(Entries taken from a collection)
◇ ◇ ◇ ◇ ◇ ◇ ◇

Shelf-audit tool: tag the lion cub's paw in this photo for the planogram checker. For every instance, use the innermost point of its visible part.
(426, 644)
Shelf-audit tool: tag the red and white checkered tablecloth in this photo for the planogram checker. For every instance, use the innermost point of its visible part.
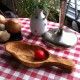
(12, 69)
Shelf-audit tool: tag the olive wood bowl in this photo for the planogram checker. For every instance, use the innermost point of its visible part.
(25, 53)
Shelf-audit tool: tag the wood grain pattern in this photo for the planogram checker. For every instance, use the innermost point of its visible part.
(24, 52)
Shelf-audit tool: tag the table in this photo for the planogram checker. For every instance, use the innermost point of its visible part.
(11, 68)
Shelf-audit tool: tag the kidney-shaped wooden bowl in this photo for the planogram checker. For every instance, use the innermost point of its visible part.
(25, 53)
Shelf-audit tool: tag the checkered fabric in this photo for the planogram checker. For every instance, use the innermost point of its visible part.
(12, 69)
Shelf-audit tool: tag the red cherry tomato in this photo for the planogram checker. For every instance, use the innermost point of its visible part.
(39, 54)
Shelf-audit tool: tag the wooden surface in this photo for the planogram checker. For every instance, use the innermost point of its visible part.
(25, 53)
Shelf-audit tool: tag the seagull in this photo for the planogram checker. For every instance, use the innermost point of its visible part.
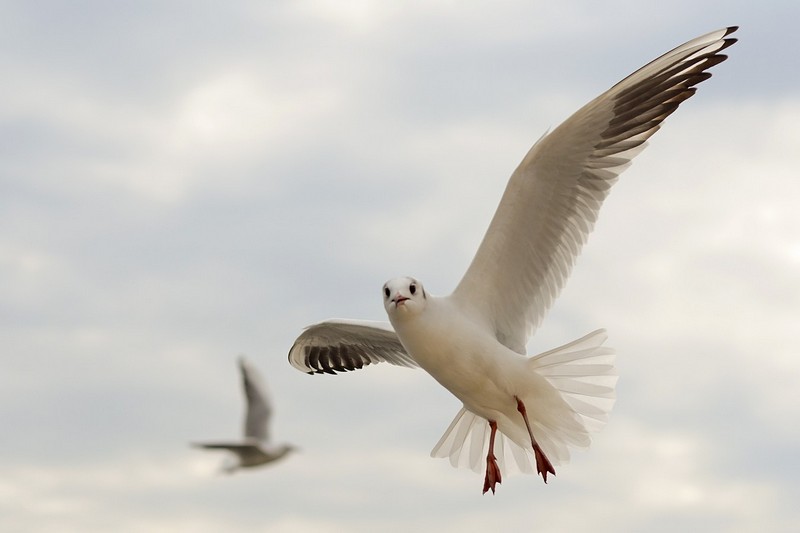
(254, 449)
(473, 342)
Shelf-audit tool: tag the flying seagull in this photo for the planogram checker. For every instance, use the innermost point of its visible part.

◇ ◇ ◇ ◇ ◇ ◇ ◇

• _Task objective_: Line by line, retype the records above exactly, minus the images.

• _Answer_:
Shelf-audit tool: tag the lion cub's paw in this photo for the planogram checker. For every instance, use the innermost point of its visible part.
(426, 644)
Shelf-audit tool: tag the red and white checkered tablecloth in this photo for the planogram checker. For every instance, use the innermost point of its visible part.
(12, 69)
Shelf-audit tool: tag the olive wood bowl in this photo for the planogram checker. For every instance, use the innermost point of its visible part.
(25, 53)
Shelf-audit tool: tag the wood grain pattern in this photo for the planogram checker. For every instance, use the innermost point of its visible part.
(24, 52)
Shelf-audit tool: tag the table in this photo for the planogram checker. For every instance, use the innermost point of its visible part.
(11, 68)
Shelf-audit tool: tag the kidney-shaped wooden bowl in this photo for the planogram checker. For every instance, use the innermost point of its visible part.
(25, 53)
Shelf-audit tool: tag the checkered fabric in this photo for the planogram checker. For every instance, use the innermost point of its visible part.
(12, 69)
Shelf-audit tool: tag the red cherry tomato in this photo for the planogram checker. For every instance, use the innermost point of its visible part.
(39, 54)
Shelf-audit tool: tag the wooden surface in this photo for the planogram checker. For every instance, use the innermost point of its visible part.
(25, 53)
Shelf-audit tool: tag the seagull in this photo for the planogram checker. For every instance, use the innermost point of its visible part.
(254, 449)
(473, 342)
Shelf-audit tool: tag the flying seagull in this photo for the planogram checker. For every instance, use the innermost point of its visible part.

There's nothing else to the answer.